[Entries from a dataset]
———

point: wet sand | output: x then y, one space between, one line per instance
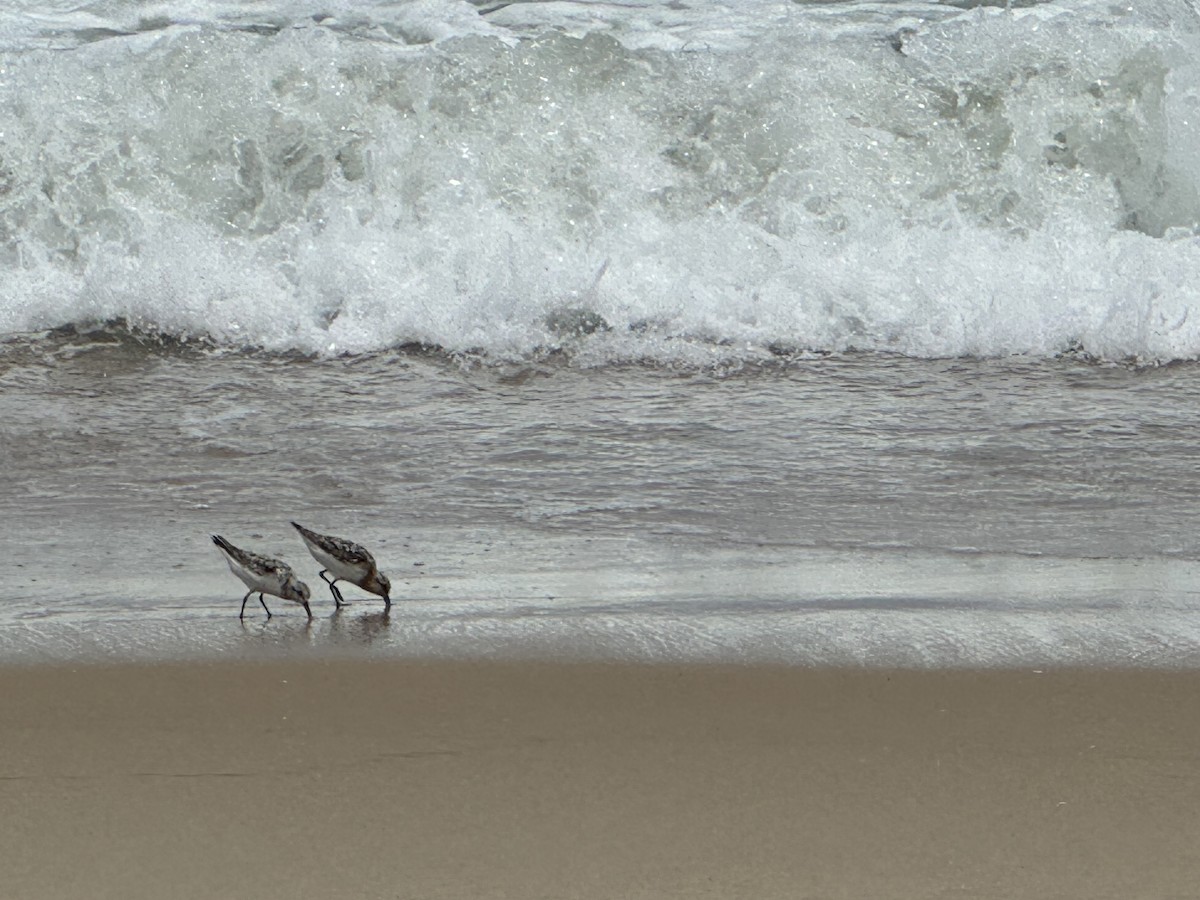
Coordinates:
523 781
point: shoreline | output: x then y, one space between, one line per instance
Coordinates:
391 779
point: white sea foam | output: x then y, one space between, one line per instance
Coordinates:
711 180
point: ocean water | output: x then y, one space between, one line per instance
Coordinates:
805 333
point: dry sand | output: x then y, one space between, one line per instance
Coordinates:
523 781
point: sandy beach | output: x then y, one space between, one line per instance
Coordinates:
520 781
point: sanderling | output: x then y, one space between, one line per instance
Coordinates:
347 562
263 575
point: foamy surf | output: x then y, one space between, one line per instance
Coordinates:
723 181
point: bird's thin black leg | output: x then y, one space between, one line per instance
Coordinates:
337 594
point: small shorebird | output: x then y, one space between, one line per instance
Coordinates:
263 575
347 562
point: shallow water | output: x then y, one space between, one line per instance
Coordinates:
745 330
856 509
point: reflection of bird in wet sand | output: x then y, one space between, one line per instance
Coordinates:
346 561
263 575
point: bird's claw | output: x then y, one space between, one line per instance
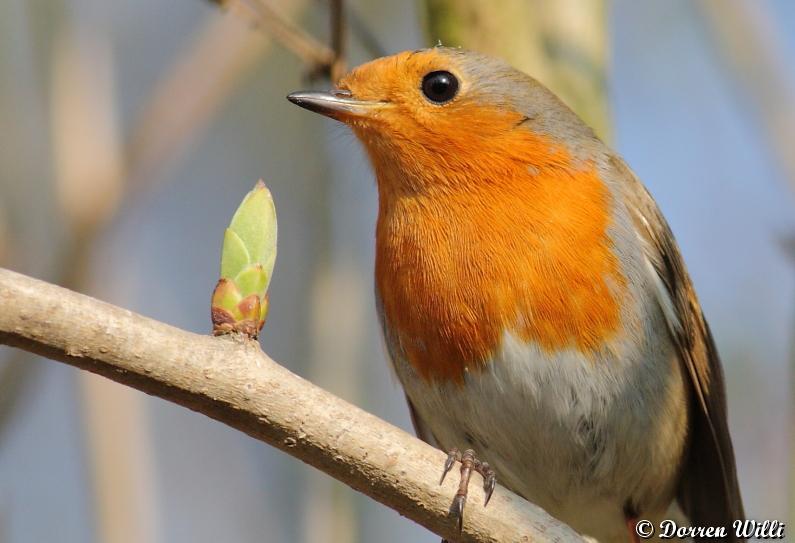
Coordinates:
469 463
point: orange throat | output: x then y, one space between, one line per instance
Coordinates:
459 266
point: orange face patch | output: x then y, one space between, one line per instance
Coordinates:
479 236
484 225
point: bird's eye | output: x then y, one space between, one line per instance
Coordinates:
439 87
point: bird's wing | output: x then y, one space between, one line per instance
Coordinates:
708 492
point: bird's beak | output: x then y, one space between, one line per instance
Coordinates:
336 104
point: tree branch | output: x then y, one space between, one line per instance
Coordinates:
233 381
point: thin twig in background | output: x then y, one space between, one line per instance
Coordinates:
234 382
338 31
291 36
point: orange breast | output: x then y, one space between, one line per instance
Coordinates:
507 247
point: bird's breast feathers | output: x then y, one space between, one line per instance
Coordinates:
529 254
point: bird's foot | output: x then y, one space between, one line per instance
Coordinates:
469 463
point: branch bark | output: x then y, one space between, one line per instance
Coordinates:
233 381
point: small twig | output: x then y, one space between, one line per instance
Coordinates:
233 381
338 66
289 35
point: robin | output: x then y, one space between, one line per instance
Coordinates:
533 300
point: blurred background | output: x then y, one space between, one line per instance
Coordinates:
131 129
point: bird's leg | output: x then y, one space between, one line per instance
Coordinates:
469 463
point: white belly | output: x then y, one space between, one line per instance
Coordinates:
580 437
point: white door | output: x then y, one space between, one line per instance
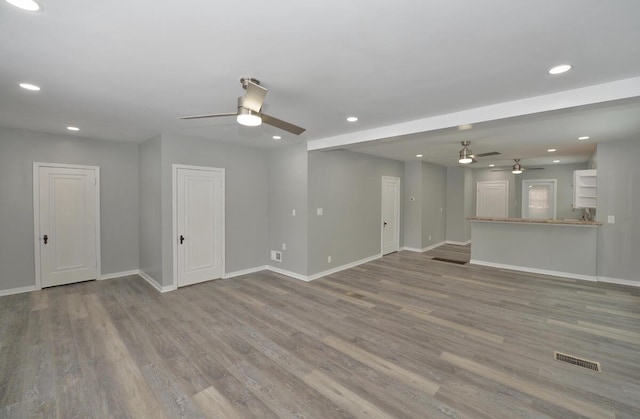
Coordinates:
539 199
390 214
492 199
66 224
199 224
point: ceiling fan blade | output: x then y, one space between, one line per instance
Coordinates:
211 115
279 123
491 153
254 97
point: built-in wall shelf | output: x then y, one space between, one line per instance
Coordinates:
585 188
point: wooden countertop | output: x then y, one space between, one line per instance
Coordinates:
536 221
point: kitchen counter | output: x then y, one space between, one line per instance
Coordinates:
537 221
565 248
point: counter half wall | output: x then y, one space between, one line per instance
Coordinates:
564 248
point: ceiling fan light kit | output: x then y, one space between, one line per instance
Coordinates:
248 118
466 155
249 111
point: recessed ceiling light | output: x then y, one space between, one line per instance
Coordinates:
559 69
28 5
29 86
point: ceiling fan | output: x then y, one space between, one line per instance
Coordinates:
249 111
467 156
517 168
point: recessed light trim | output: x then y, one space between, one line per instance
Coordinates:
559 69
28 5
29 86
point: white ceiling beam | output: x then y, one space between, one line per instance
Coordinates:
617 90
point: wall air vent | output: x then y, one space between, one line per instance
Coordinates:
570 359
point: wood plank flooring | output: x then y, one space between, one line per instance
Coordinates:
399 337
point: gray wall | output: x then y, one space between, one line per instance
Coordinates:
288 191
246 198
460 204
619 195
348 186
150 202
118 201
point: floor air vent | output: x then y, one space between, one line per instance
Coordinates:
457 262
569 359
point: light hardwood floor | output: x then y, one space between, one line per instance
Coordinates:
399 337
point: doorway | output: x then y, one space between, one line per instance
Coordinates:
539 198
390 215
492 199
66 201
198 208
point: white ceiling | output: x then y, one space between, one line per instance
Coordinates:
123 70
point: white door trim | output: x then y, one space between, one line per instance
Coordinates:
395 180
525 195
36 214
493 182
174 209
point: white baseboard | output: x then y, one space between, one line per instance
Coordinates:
20 290
118 274
244 272
433 246
343 267
155 284
619 281
458 243
284 272
534 270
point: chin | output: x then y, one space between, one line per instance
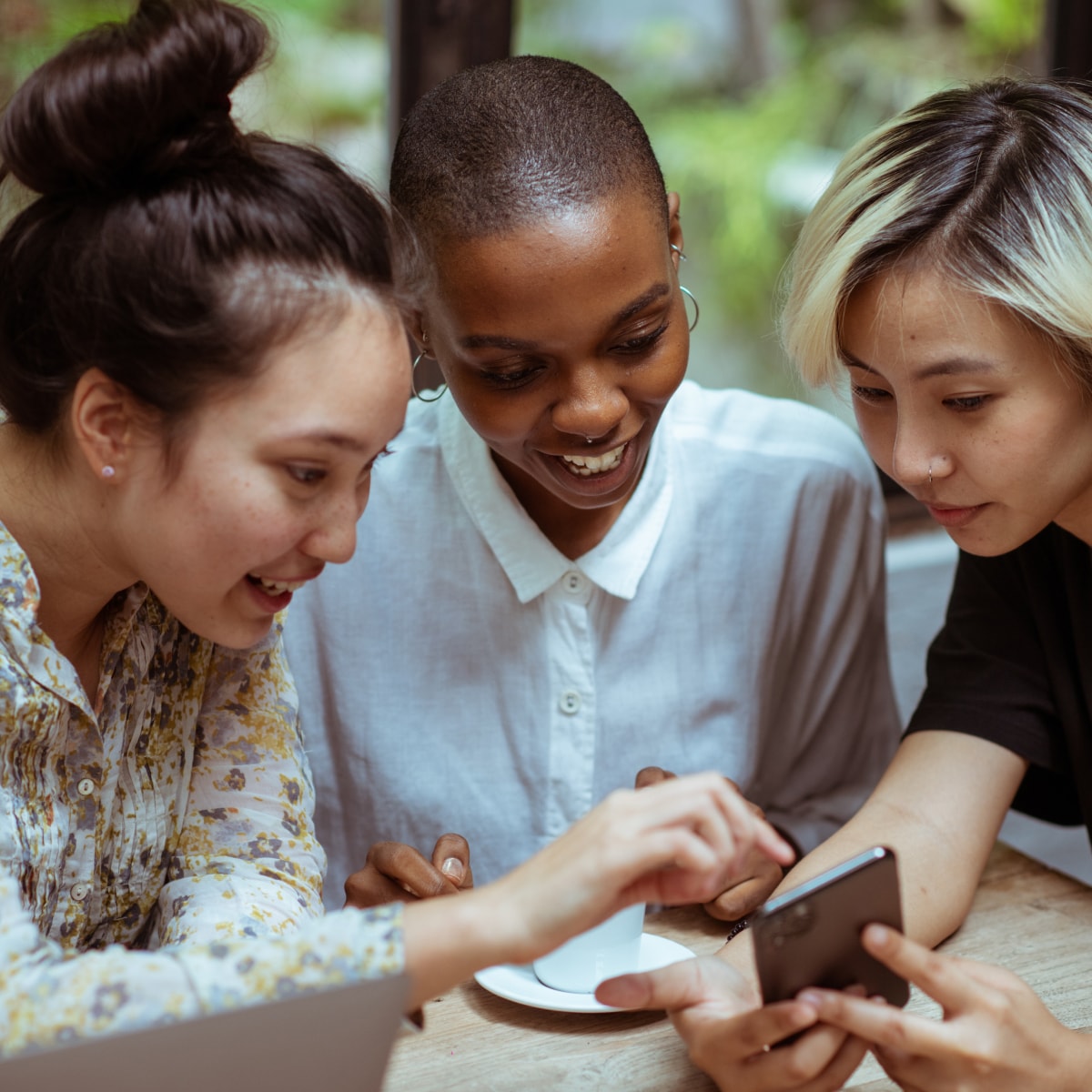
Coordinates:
993 545
238 633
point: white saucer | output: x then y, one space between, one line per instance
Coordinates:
516 983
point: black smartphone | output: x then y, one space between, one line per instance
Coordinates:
811 936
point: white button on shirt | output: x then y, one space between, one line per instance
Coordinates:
462 675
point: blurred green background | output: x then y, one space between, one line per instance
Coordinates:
748 103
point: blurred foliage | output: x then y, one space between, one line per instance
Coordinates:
749 136
747 123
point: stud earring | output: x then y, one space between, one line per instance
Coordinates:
697 310
413 382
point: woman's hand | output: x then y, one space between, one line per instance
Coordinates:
677 842
754 882
719 1016
393 872
996 1036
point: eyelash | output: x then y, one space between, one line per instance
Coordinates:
632 348
642 343
875 396
871 394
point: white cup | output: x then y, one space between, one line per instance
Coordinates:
612 948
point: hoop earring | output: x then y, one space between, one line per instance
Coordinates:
697 309
413 382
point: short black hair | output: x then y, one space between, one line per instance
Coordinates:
502 145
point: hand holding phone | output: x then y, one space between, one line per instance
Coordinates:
811 936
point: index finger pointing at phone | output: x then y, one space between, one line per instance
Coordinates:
940 976
452 857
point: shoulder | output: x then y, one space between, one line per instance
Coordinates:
791 438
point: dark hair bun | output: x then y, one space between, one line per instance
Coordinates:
129 102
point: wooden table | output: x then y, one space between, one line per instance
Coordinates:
1026 916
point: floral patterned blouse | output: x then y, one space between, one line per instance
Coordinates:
157 858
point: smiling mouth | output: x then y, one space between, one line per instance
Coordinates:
588 465
276 587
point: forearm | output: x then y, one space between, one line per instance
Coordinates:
939 807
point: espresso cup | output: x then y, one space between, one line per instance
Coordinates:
612 948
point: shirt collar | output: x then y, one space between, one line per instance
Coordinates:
20 599
529 558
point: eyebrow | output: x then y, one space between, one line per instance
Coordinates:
954 366
516 344
339 440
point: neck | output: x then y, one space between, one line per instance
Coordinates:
64 528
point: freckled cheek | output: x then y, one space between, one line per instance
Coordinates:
878 440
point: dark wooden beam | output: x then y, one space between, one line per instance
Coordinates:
1069 38
431 39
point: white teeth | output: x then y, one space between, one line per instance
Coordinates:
585 465
278 587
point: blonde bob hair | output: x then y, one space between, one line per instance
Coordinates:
987 185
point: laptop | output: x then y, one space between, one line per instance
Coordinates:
336 1040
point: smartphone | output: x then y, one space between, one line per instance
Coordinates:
811 936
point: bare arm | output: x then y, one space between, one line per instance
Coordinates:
939 807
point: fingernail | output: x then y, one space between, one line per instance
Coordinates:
620 993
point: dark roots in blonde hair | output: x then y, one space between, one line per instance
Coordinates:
988 185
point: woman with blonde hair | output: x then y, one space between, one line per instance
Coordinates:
945 274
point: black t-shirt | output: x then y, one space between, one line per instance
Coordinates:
1014 665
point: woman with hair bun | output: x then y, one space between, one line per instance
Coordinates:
591 571
201 359
945 274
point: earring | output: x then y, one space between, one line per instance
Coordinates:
697 310
413 382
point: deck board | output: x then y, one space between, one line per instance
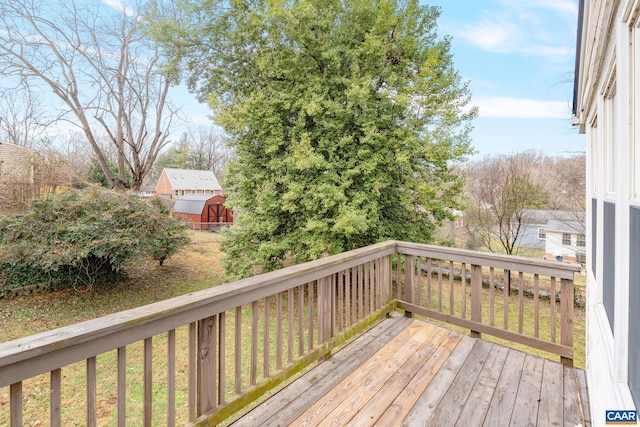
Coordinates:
504 395
413 373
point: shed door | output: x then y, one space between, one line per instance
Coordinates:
217 213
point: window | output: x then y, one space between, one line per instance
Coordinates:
611 133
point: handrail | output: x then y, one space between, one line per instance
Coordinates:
314 306
138 323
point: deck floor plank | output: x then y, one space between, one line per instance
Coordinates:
385 396
286 405
571 410
434 393
341 404
525 412
480 397
550 412
413 373
407 398
504 396
584 396
458 394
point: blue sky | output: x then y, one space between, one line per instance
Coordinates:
518 56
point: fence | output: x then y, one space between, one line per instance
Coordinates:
200 357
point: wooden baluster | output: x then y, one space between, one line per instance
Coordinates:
207 350
408 281
451 293
15 393
300 320
311 322
440 285
552 302
222 358
279 331
566 317
520 301
193 371
265 338
506 289
91 392
148 381
536 305
476 297
254 343
171 378
325 309
56 397
122 385
463 281
290 310
429 280
492 286
238 351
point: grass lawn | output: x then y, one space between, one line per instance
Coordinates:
194 268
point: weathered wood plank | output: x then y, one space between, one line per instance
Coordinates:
571 409
55 398
550 413
504 395
525 412
384 397
297 397
456 397
439 386
171 378
91 392
148 380
408 397
480 397
15 392
341 403
584 396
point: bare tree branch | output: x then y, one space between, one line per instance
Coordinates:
98 63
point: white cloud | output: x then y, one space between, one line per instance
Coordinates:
529 27
521 108
569 7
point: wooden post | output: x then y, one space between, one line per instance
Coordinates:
206 394
409 279
566 317
476 297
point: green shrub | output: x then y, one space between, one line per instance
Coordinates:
84 237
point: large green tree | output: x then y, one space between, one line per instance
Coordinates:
346 117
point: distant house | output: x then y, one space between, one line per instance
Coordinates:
174 183
551 230
16 163
606 108
202 212
565 240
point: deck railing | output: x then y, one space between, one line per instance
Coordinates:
522 300
200 357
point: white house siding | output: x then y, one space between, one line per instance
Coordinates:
607 109
15 162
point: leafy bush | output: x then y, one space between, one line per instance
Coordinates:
84 237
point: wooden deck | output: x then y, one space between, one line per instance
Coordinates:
413 373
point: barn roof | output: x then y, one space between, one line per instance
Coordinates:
189 179
192 203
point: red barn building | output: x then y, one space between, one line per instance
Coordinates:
202 211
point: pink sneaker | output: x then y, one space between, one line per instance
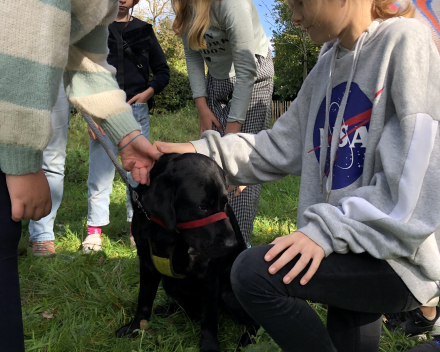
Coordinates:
93 241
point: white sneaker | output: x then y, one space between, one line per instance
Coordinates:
93 241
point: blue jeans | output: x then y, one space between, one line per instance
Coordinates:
54 157
102 172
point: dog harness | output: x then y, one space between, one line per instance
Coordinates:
165 265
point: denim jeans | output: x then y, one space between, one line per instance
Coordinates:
356 287
102 172
54 157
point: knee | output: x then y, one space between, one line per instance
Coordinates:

———

What the task asks →
Quote, please, only the lines running from the one with "point: green shrub" down to the final line of the data above, keeping both ends and skipping the pictures.

Correct output →
point: green shrub | output: x then y, one space between, one line per instance
Coordinates:
84 237
point: large green tree | output: x then y, one space between, one line per instance
Coordinates:
346 117
point: distant house | output: x then y, one space between, one line per instance
Coordinates:
174 183
551 230
16 163
606 108
202 212
565 240
point: deck railing | output: x then y, one space between, one line per instance
Coordinates:
522 300
200 357
point: white house siding | output: x then y, one space between, one line per instance
Coordinates:
607 109
15 162
point: leafy bush | output: x then y, one space between, one line per instance
Coordinates:
84 237
point: wooden deck | output: x then y, one space between, one line per instance
Coordinates:
413 373
point: barn roof | output: x then y, one space between, one line per instance
Coordinates:
189 179
192 203
point: red barn building | output: x then y, one space between, one line per instance
Coordinates:
202 211
point: pink sneaker | output: x then y, one space between, one line per instance
Coordinates:
93 241
point: white sneaker | output: x then y, one space between, one line per instance
Coordinates:
93 241
point: blue jeans | output: x then y, one space between, one line per instance
Coordinates:
54 157
102 172
point: dog harness | output: x then y, one space between, one line per instance
Coordinates:
165 265
point: denim jeans | output: x then y, one space between, one line per instance
Coordinates:
356 287
102 172
54 157
point: knee | output: x then y, one space between, one line per instance
Coordinates:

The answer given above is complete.